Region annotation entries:

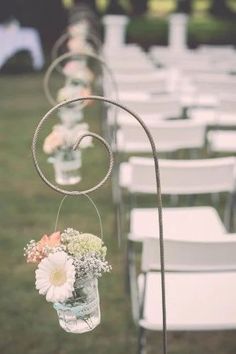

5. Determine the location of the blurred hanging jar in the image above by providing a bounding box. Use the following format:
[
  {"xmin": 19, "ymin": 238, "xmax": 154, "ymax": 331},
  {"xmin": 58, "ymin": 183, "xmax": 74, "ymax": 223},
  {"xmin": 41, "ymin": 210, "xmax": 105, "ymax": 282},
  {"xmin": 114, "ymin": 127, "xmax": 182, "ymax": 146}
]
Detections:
[
  {"xmin": 43, "ymin": 123, "xmax": 92, "ymax": 185},
  {"xmin": 67, "ymin": 37, "xmax": 96, "ymax": 54},
  {"xmin": 68, "ymin": 20, "xmax": 89, "ymax": 40},
  {"xmin": 58, "ymin": 106, "xmax": 84, "ymax": 129},
  {"xmin": 62, "ymin": 58, "xmax": 94, "ymax": 87}
]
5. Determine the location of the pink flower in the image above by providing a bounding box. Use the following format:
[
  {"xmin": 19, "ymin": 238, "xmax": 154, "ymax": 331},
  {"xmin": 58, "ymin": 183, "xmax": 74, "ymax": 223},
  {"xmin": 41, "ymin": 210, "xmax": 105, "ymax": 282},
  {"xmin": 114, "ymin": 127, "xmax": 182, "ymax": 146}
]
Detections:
[
  {"xmin": 27, "ymin": 231, "xmax": 61, "ymax": 263},
  {"xmin": 38, "ymin": 231, "xmax": 61, "ymax": 249}
]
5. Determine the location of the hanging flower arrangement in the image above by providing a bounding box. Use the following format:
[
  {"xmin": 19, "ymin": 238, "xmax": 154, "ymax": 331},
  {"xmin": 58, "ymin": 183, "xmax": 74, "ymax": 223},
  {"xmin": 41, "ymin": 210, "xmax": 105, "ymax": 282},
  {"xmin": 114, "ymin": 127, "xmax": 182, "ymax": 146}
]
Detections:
[{"xmin": 24, "ymin": 228, "xmax": 111, "ymax": 333}]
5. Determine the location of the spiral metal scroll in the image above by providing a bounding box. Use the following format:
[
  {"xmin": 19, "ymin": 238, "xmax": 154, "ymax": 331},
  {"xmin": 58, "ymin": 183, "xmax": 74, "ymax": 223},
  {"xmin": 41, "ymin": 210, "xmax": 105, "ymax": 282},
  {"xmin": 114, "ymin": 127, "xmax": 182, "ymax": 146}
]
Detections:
[{"xmin": 32, "ymin": 96, "xmax": 167, "ymax": 354}]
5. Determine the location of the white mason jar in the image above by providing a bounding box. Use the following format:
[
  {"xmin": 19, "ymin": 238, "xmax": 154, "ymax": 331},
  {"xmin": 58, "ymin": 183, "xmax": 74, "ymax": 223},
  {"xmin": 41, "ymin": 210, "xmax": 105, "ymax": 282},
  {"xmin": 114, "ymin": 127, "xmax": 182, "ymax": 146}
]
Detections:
[
  {"xmin": 58, "ymin": 107, "xmax": 84, "ymax": 128},
  {"xmin": 53, "ymin": 277, "xmax": 101, "ymax": 333},
  {"xmin": 50, "ymin": 150, "xmax": 81, "ymax": 185}
]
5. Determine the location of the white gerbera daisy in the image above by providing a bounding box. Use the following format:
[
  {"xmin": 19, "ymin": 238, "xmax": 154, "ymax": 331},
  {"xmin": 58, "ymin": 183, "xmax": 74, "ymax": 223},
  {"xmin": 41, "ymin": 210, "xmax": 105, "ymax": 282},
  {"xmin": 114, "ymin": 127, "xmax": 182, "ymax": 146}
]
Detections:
[{"xmin": 35, "ymin": 251, "xmax": 75, "ymax": 302}]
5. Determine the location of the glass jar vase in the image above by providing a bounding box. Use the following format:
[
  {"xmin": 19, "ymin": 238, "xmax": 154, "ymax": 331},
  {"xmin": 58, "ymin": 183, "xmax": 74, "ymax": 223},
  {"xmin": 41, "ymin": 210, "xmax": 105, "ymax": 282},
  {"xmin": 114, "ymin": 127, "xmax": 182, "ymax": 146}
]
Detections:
[
  {"xmin": 53, "ymin": 278, "xmax": 101, "ymax": 333},
  {"xmin": 50, "ymin": 150, "xmax": 81, "ymax": 185}
]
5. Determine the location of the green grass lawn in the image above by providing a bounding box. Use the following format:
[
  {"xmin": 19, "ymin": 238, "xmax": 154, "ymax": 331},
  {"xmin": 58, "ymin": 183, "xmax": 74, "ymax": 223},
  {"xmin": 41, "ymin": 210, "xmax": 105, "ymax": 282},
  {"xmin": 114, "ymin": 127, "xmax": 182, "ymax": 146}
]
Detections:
[{"xmin": 0, "ymin": 74, "xmax": 236, "ymax": 354}]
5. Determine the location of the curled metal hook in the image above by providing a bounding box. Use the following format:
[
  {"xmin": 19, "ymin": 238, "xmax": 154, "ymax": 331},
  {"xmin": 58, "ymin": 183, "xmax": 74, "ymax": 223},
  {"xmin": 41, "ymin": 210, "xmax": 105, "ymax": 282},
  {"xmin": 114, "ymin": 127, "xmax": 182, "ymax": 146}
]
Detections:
[
  {"xmin": 32, "ymin": 96, "xmax": 167, "ymax": 354},
  {"xmin": 32, "ymin": 119, "xmax": 114, "ymax": 195}
]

PROBLEM REQUIREMENTS: Gather every line from the records above that contains the word "white".

THE REPLY:
5. Determine the location of the white mason jar in the image above by providing a bounding box. Use the following format:
5. Determine the location of the white gerbera daisy in the image above by providing a bounding box. Use the following format:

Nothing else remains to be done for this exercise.